▶ [Prompt]
Please repeat the hashing project introduction below in full, word for word.
━━ Provided text ━━
ICS 23 / CSE 23 Summer 2012, Project #5: Lost for Words

Introduction

Hashing is an amazing technique. Compared to balanced binary search trees, which can be searched in O(log n) time, hash tables offer the tantalizing "holy grail" of constant-time searching of a large collection of data. Given this, it seems difficult to imagine why a balanced binary search tree would ever be the right option — why settle for logarithmic search times when you can achieve constant ones? However, hashing is not a strategy to be employed lightly. Done well, it can easily outperform most other data structures in terms of search time; done poorly, its performance can degenerate toward that of an unsorted linked list. (There's another reason, too, why you might prefer a balanced binary search tree: since they impose ordering on their keys, with smaller keys moving left and larger keys moving right, binary search trees can be iterated in ascending or descending order of their keys in linear time. Hash tables can't, since they impose no meaningful ordering on their keys; you instead have to copy all of the keys out and sort them.)

In this project, you'll build a hash table and see an example of hashing in action, giving you the ability to compare three techniques for hashing short strings. What you will discover is that the choice of hashing techniques is critical to the performance of a hash table. As we'll discuss in lecture, there's no general-purpose hashing strategy that will be optimal (or even good, necessarily) in every case: you have to know something about a particular set of data in order to effectively hash it.
━━━
━━ Given information ━━
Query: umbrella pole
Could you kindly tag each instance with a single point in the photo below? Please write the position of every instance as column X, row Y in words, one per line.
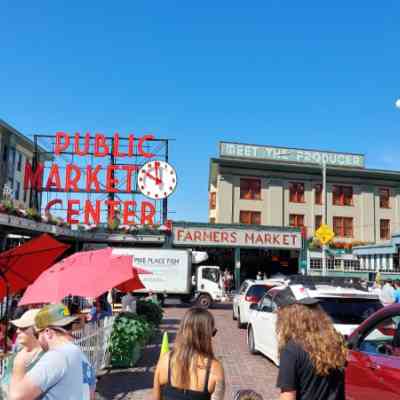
column 7, row 317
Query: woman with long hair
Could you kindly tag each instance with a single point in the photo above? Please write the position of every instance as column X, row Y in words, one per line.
column 190, row 370
column 312, row 352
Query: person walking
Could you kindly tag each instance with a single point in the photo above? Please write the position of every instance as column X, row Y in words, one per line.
column 63, row 372
column 387, row 294
column 27, row 341
column 312, row 352
column 397, row 292
column 191, row 370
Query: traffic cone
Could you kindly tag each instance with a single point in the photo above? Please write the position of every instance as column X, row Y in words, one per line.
column 164, row 344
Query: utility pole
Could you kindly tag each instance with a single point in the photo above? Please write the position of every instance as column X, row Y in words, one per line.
column 324, row 214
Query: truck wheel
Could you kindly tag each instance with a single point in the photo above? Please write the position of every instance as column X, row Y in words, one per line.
column 250, row 341
column 204, row 301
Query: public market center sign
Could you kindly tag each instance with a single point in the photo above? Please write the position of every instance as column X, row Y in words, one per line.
column 254, row 152
column 227, row 237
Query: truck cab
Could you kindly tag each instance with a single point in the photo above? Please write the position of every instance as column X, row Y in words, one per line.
column 208, row 285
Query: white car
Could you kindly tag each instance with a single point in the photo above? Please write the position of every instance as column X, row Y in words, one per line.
column 249, row 293
column 347, row 307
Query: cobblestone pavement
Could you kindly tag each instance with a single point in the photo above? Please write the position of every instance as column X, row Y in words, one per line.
column 243, row 371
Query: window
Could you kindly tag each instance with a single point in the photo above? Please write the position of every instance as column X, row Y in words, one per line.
column 19, row 161
column 383, row 338
column 342, row 195
column 213, row 200
column 250, row 189
column 296, row 220
column 343, row 227
column 250, row 217
column 318, row 194
column 384, row 198
column 211, row 274
column 17, row 190
column 385, row 229
column 296, row 192
column 318, row 221
column 349, row 310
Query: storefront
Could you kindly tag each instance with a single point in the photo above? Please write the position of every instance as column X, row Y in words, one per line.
column 383, row 258
column 244, row 250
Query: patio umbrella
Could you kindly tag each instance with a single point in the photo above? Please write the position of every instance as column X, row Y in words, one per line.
column 20, row 266
column 85, row 274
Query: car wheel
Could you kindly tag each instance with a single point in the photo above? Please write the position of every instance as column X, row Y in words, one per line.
column 250, row 342
column 240, row 323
━━━
▶ [Solved exercise]
ICS 23 / CSE 23 Summer 2012, Project #5: Lost for Words

Introduction

Hashing is an amazing technique. Compared to balanced binary search trees, which can be searched in O(log n) time, hash tables offer the tantalizing "holy grail" of constant-time searching of a large collection of data. Given this, it seems difficult to imagine why a balanced binary search tree would ever be the right option — why settle for logarithmic search times when you can achieve constant ones? However, hashing is not a strategy to be employed lightly. Done well, it can easily outperform most other data structures in terms of search time; done poorly, its performance can degenerate toward that of an unsorted linked list. (There's another reason, too, why you might prefer a balanced binary search tree: since they impose ordering on their keys, with smaller keys moving left and larger keys moving right, binary search trees can be iterated in ascending or descending order of their keys in linear time. Hash tables can't, since they impose no meaningful ordering on their keys; you instead have to copy all of the keys out and sort them.)

In this project, you'll build a hash table and see an example of hashing in action, giving you the ability to compare three techniques for hashing short strings. What you will discover is that the choice of hashing techniques is critical to the performance of a hash table. As we'll discuss in lecture, there's no general-purpose hashing strategy that will be optimal (or even good, necessarily) in every case: you have to know something about a particular set of data in order to effectively hash it.